(Referring expression data)
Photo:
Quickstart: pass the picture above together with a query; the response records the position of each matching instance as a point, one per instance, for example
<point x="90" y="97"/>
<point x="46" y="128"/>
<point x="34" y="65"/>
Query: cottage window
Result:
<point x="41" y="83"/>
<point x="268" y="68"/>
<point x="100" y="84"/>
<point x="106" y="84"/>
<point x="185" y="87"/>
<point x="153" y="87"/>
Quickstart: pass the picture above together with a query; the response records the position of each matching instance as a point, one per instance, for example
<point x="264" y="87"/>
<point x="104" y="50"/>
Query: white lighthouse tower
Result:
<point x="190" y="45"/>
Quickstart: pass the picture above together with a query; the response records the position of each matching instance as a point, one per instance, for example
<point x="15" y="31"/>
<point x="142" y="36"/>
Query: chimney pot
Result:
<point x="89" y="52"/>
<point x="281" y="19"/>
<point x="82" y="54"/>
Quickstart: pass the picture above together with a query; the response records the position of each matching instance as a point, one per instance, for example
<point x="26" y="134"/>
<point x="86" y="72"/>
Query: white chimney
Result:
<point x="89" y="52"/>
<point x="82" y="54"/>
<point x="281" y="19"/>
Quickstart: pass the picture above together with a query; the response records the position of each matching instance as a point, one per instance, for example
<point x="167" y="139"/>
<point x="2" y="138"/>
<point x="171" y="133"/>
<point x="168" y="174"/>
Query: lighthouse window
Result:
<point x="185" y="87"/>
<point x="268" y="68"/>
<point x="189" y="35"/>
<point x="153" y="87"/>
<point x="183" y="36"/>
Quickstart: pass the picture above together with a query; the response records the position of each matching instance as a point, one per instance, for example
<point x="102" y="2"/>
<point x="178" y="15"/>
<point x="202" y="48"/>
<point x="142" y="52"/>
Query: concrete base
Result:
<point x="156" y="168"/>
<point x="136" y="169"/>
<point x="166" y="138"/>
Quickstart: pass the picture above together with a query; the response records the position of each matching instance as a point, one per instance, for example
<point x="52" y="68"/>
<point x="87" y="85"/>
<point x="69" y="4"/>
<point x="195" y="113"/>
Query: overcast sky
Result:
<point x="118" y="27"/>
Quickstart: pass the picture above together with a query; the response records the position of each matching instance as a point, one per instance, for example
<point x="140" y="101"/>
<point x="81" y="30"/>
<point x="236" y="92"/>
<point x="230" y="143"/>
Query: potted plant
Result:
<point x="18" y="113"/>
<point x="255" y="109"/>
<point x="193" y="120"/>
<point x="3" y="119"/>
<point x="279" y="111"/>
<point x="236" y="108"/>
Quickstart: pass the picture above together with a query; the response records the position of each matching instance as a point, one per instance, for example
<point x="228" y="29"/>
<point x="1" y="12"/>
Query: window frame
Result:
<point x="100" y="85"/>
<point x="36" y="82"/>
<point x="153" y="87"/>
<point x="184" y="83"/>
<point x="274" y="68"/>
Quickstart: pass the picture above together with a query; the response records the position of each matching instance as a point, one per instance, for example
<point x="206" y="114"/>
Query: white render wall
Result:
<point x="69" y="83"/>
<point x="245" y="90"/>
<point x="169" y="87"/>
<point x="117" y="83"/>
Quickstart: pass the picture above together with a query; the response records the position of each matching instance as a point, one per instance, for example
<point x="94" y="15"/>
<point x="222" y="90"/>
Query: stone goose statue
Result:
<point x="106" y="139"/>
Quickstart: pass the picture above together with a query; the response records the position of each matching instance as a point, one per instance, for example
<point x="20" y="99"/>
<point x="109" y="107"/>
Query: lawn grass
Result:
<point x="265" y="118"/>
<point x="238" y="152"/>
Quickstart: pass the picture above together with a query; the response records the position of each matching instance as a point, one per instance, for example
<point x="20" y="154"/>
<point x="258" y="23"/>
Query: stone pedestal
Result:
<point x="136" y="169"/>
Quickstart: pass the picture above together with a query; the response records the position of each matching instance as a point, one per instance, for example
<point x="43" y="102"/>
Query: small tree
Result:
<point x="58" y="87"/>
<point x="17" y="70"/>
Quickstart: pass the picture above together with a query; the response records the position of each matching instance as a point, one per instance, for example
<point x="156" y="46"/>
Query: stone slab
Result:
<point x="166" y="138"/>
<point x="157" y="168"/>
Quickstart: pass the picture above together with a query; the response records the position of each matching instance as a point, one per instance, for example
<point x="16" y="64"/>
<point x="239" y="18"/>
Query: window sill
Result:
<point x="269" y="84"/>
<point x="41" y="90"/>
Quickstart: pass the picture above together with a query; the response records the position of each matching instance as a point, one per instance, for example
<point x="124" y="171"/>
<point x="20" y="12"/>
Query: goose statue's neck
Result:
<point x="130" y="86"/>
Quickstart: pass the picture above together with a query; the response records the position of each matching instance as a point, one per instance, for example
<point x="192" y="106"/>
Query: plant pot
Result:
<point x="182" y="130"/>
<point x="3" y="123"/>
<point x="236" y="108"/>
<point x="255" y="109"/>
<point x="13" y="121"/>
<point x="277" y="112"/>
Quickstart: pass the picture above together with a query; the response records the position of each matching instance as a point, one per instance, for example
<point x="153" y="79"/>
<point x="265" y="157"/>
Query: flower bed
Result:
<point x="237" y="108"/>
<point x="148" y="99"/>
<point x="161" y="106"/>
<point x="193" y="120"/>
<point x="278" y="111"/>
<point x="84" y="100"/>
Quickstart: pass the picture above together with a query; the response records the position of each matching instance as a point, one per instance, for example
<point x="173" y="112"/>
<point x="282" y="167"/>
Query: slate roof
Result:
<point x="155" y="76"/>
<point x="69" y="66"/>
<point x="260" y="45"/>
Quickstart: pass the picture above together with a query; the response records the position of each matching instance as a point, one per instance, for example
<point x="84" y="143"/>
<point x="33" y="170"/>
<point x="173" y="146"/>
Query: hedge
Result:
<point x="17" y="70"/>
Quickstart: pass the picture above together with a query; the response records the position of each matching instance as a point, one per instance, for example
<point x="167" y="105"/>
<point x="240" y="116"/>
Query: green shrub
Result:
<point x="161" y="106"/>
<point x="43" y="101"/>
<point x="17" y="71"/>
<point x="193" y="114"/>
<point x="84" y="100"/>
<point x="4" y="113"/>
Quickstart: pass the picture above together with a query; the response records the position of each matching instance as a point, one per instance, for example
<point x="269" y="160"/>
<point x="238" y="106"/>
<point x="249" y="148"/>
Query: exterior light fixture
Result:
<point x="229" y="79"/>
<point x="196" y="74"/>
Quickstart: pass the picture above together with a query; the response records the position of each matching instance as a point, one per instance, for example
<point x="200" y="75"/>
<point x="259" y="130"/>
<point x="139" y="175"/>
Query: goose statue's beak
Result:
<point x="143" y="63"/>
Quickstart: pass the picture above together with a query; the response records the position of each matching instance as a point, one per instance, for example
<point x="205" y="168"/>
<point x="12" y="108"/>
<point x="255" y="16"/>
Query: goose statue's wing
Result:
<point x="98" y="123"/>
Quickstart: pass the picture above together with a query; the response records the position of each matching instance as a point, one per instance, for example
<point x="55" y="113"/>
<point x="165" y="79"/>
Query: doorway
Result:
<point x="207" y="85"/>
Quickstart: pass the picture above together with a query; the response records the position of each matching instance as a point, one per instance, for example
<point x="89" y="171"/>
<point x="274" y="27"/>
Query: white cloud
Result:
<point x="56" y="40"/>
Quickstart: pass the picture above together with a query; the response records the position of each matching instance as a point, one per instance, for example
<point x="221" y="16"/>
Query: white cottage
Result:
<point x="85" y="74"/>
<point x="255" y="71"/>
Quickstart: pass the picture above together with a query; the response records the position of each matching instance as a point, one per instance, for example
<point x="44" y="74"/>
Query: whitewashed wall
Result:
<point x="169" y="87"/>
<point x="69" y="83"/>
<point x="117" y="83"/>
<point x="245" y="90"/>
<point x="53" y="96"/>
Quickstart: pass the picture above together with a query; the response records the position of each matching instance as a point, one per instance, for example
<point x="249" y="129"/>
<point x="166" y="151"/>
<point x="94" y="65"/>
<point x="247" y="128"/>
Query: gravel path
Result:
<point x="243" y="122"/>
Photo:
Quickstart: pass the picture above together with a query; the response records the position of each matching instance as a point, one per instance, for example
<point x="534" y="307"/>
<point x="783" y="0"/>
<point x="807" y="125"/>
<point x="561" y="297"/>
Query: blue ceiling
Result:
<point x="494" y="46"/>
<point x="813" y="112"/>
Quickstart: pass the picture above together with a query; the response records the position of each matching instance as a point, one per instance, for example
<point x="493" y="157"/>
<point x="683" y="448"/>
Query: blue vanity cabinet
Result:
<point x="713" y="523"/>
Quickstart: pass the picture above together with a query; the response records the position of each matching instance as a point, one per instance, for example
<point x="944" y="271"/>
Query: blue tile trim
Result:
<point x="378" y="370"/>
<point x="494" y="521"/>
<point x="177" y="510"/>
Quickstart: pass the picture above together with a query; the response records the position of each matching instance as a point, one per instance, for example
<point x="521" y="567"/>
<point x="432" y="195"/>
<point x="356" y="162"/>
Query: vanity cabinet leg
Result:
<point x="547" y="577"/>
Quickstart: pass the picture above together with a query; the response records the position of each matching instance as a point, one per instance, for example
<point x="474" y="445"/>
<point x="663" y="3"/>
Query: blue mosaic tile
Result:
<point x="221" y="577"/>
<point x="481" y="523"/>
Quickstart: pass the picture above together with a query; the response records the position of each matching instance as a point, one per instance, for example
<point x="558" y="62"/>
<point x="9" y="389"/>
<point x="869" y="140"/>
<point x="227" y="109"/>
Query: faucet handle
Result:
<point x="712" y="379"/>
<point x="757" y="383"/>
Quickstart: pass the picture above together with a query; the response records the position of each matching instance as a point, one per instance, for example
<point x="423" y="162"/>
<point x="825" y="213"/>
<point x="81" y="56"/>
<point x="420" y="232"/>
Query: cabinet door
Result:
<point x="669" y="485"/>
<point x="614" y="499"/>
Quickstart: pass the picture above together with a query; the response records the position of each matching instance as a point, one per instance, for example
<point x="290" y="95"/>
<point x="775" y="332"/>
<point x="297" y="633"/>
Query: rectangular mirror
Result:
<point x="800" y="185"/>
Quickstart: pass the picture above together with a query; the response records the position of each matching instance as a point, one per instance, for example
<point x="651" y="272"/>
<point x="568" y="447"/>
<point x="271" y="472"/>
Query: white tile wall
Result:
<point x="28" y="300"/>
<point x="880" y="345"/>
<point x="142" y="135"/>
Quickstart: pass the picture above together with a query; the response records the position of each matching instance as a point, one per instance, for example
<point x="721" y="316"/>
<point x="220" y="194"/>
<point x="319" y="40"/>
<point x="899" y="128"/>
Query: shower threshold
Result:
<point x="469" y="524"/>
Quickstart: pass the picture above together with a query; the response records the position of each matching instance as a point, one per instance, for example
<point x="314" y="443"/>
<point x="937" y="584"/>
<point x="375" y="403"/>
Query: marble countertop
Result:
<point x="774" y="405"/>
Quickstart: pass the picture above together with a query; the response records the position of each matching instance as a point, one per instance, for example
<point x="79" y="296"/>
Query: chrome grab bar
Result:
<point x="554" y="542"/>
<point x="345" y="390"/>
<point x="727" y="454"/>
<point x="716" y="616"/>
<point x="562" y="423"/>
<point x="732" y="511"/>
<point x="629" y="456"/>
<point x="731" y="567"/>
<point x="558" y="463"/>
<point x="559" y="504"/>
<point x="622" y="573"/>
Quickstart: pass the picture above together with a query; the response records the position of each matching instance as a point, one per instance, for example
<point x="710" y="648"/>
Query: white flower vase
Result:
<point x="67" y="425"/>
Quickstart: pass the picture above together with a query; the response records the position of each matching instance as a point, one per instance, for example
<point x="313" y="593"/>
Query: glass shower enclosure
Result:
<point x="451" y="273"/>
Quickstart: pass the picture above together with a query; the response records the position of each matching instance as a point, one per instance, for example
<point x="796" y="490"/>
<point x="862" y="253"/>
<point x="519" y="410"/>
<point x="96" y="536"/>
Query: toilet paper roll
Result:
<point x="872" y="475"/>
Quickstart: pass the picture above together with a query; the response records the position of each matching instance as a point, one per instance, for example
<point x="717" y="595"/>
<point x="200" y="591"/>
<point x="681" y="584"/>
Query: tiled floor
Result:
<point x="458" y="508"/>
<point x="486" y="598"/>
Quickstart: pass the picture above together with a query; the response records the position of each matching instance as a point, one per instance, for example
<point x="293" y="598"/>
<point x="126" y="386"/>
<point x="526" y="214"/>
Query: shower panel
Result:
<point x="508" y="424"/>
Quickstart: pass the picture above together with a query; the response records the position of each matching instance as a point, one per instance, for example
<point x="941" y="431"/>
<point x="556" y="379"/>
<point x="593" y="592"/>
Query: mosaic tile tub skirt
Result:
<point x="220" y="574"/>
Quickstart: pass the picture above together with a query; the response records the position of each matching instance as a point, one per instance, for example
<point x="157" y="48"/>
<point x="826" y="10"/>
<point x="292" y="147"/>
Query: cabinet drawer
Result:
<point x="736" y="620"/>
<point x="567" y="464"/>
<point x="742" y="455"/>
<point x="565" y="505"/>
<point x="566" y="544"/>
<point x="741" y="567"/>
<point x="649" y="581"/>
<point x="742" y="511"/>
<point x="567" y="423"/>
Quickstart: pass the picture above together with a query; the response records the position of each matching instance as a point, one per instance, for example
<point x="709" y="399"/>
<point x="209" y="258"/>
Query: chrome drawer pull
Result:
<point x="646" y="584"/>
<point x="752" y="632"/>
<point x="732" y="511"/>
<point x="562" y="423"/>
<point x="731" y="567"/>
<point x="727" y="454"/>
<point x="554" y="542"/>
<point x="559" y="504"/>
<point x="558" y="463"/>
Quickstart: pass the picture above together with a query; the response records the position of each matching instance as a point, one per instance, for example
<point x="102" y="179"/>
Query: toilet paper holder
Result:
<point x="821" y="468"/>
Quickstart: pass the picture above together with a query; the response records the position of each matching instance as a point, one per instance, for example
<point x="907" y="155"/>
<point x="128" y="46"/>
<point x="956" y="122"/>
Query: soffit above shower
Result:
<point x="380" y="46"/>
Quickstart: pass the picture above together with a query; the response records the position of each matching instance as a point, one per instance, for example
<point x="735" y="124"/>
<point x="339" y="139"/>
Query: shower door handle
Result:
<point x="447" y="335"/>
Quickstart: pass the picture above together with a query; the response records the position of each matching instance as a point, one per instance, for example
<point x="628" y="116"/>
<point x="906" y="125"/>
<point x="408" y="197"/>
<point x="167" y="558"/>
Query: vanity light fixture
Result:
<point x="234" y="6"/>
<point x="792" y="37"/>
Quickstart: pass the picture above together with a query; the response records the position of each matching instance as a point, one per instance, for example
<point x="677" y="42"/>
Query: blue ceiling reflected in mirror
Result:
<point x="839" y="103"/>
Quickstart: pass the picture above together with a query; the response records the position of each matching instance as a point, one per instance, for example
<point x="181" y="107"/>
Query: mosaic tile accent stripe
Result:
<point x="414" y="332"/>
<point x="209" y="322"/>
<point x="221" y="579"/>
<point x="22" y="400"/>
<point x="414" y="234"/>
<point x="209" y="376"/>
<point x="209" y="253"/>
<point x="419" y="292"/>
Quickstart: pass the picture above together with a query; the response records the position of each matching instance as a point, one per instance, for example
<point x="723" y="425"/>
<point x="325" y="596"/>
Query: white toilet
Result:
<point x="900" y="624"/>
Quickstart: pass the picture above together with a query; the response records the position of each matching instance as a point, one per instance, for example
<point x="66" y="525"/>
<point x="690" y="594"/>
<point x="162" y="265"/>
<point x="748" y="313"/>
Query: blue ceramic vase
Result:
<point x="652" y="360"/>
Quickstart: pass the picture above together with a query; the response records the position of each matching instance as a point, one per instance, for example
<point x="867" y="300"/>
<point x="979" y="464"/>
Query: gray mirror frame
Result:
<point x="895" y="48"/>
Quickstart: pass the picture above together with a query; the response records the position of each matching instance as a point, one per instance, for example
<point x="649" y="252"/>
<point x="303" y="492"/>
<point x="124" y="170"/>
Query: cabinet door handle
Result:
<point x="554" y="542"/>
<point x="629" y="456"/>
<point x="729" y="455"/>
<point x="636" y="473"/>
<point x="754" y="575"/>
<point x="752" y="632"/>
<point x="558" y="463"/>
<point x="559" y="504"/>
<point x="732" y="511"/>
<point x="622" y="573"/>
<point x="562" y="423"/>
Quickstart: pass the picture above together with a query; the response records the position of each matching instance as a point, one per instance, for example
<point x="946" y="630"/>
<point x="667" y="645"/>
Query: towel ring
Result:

* Assigned task: Go through the data and show each line that holds "toilet".

* Response box:
Query: toilet paper roll
Query: toilet paper holder
Query: white toilet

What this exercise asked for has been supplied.